Directions for this task :: Update the data from the line that contains "class=marsh grass" through the end, swapping "distant treeline" for "far treeline" and keeping everything else the same.

Dataset records ::
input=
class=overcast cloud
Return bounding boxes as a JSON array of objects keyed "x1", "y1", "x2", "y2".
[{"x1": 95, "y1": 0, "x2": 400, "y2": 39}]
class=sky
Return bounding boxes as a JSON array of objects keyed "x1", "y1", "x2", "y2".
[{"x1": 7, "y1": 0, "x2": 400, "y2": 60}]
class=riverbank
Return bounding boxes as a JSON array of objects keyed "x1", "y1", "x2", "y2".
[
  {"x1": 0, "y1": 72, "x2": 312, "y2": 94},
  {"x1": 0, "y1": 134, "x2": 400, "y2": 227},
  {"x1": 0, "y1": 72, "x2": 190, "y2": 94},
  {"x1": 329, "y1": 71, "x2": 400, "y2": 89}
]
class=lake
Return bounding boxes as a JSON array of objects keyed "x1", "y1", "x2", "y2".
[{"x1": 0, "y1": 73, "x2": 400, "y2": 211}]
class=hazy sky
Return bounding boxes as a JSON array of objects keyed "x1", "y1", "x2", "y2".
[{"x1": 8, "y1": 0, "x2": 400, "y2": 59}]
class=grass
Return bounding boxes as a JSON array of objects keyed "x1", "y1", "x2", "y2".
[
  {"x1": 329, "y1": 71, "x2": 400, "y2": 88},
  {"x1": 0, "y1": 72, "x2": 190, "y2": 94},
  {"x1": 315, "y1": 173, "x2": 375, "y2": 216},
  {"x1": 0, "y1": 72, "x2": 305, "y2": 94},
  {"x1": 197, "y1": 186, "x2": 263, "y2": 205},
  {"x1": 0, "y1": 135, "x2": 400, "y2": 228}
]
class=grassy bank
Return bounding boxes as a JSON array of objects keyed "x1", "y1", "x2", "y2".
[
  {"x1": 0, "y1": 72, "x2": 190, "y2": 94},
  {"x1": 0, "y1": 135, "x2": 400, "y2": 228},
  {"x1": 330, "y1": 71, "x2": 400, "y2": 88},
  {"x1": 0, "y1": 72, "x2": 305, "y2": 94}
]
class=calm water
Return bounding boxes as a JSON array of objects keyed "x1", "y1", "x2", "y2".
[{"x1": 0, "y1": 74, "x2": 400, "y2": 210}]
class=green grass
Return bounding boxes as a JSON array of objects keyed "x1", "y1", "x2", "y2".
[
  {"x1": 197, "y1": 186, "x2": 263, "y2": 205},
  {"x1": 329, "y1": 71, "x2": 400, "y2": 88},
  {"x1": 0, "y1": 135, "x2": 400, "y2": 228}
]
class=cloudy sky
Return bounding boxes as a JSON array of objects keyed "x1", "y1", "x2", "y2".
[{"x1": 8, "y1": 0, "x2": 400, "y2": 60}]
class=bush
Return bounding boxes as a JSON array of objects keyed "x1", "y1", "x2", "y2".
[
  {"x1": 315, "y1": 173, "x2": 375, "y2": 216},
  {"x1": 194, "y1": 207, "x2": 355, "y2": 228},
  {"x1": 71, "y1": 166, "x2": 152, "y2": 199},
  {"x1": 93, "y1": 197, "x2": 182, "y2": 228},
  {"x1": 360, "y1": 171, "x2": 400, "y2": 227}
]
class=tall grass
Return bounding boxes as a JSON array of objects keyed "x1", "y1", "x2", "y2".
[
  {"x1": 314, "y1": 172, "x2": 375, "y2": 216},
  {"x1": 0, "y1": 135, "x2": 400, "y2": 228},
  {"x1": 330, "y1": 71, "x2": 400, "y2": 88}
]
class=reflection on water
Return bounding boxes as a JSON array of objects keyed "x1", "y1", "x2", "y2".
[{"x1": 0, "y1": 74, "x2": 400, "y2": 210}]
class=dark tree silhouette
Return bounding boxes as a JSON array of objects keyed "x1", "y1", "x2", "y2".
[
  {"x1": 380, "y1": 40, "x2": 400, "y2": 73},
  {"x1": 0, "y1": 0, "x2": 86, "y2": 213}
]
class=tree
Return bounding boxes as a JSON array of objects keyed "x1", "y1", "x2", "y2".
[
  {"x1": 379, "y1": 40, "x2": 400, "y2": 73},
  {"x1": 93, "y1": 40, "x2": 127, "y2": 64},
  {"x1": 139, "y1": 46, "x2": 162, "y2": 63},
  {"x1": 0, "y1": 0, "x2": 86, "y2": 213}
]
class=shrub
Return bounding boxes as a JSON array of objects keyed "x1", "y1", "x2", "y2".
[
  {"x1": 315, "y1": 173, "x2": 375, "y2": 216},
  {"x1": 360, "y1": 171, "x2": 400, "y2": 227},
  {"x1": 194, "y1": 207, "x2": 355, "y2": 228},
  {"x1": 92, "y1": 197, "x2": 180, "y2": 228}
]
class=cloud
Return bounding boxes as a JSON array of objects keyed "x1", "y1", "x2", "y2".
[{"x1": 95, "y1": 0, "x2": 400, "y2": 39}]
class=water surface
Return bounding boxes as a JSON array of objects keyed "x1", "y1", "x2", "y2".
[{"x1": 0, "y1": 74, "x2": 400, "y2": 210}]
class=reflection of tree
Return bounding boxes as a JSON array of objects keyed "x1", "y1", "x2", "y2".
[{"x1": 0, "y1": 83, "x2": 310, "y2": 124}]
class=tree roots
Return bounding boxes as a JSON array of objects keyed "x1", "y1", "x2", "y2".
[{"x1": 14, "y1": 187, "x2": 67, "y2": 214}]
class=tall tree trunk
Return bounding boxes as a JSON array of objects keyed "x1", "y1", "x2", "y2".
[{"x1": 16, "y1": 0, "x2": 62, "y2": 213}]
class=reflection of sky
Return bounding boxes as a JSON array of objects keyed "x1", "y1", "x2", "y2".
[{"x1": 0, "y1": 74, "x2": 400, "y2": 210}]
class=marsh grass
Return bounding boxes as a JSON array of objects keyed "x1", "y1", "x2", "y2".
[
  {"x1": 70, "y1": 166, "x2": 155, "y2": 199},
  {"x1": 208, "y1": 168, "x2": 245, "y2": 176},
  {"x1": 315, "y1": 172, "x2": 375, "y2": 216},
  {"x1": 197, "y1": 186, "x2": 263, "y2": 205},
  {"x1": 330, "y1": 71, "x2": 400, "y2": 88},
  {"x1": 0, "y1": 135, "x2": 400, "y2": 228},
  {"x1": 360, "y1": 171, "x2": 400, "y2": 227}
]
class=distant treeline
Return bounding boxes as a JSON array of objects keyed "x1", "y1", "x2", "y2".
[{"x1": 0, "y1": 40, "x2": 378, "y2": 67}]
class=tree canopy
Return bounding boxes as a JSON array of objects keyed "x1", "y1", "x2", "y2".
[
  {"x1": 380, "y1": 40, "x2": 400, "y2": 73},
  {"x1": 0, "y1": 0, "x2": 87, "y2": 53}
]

Answer ::
class=marsh grass
Return bounding boxes as a JSON array of objects keyed "x1", "y1", "x2", "y2".
[
  {"x1": 70, "y1": 166, "x2": 155, "y2": 199},
  {"x1": 208, "y1": 168, "x2": 245, "y2": 176},
  {"x1": 315, "y1": 172, "x2": 375, "y2": 216},
  {"x1": 197, "y1": 186, "x2": 263, "y2": 205},
  {"x1": 330, "y1": 71, "x2": 400, "y2": 88},
  {"x1": 0, "y1": 135, "x2": 400, "y2": 228},
  {"x1": 360, "y1": 171, "x2": 400, "y2": 227}
]
class=far treeline
Return bounding boxes as a JSON array of objects keyed "x1", "y1", "x2", "y2".
[{"x1": 0, "y1": 40, "x2": 378, "y2": 67}]
class=tree canopy
Return bounding boxes as a JSON array of objects keyed "x1", "y1", "x2", "y2".
[
  {"x1": 380, "y1": 40, "x2": 400, "y2": 73},
  {"x1": 0, "y1": 0, "x2": 87, "y2": 53}
]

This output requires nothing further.